--- start of TEXT ---

Daniel Taylor
The Desert God at the Twin Towers
Richard Rodriguez is a master of the essay. I would even call him one of our most valuable public intellectuals, except, given our culture's studied indifference to things of the intellect, it might not be taken as a compliment. And "intellectual," with its implications of abstraction and theory and élite learning, is not the right word for any true essayist, whose work is embodied, concrete, filled with story and specificity and dirty fingernails. There is much more than intellect at work in a good essay and in Richard Rodriguez.
The essay is an art form for ruminating (as in chewing the cud of human experience), and Rodriguez's ruminations are at the same time chewy and profound. We return to an essayist not for opinions but for a sensibility—a way of seeing things, a idiolectic way with words, a personality or temperament, a constellation of values and experiences that we call character. And that is why we are interested to hear what a favorite essayist has to say about anything.
The anything in this collection ranges widely, though with enough recurring subjects and themes to lend coherence. All of them come to us marinated in the sensibility of Richard Rodriguez and therefore rich and savory. And all of these essays, he says, were written in the shadow of 9/11, hence a circling back throughout them to the question of religious pluralism (all pluralism actually), especially the relationships among Judaism, Christianity, and Islam. He says that 9/11 awoke him to how little he knew of Islam. He wonders at the terrorists' determination to "kill the people they passed among," but rather than reacting in anger and retribution, he says, "I want to hear their quarrel with me."

--- end of TEXT ---

**JOBS**:
[a] Translate this sentence from the piece on Richard Rodriguez into Spanish: "There is much more than intellect at work in a good essay and in Richard Rodriguez."
[b] Carry on the piece on Richard Rodriguez, starting after its final sentence.
The lines after this piece aren't needed for anything here.

--- start of SOURCE MATERIAL ---

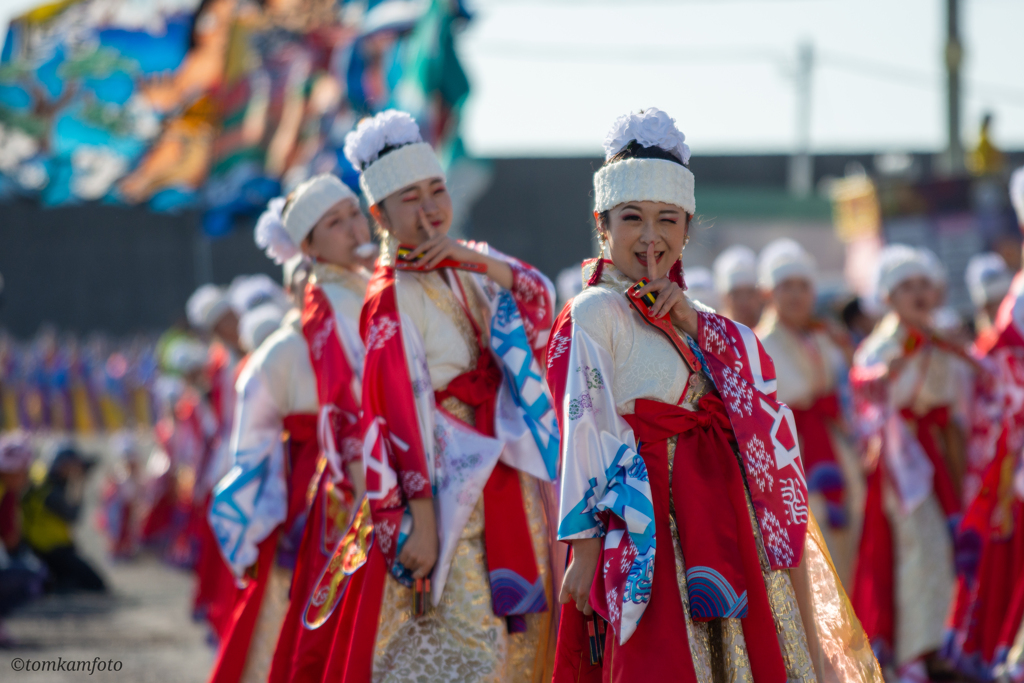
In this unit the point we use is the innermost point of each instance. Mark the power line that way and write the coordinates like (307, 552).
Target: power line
(740, 55)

--- end of SOURCE MATERIAL ---

**RESPONSES**:
[a] Hay mucho más que intelecto en juego en un buen ensayo y en Richard Rodriguez.

[b]
These reflections lead to expressions of openness (or leakiness) that some will find enlightened and others obtuse. He insists that the three religions worship a common God and declares, "After September 11, I started describing myself as 'Judeo-Christian-Muslim.' " That reminds me of a story told by a friend, definitely not herself an intellectual. She related that her Muslim cab driver said, "We worship the same God, you know." To which she replied, "Unless your god has a son named Jesus, we don't." That's not an answer pluralists approve of, and they would no doubt finesse it by saying Islam does think of Jesus as a "son" of God—but that's not what my friend meant (nor what devout Muslims mean), and her reaction would be a common one among the non-élite in each of the religions about the others. (That I did not know whether to capitalize God in her declaration expresses the issue exactly—God or god?)
Such an insistence on distinctions, as in my friend's remark, is dangerous according to Rodriguez. It separates people, makes them enemies, and encourages violence. "Dogma strives to resemble the desert: It is dry; it is immovable. Truth does not change. Is there something in the revelation of God that retains—because it has passed through—properties of desert or maleness or Semitic tongue? Does the desert, in short, make warriors? That is the question I bring to the desert from the twenty-first century." Rigid theology loads the gun and terrorists pull the trigger (or fly the plane).
But of course the challenge for pluralism is to avoid relativism. Rodriguez writes, "both Islam and Christianity are fractures of Judaism, glosses on Judaism, branches of Judaism—Judaism the root." Historically this is true. You can link the three at multiple points. You can also point out thousands of similarities between earth and Mars. But if you were to go for a walk on Mars, you wouldn't want to forget the differences.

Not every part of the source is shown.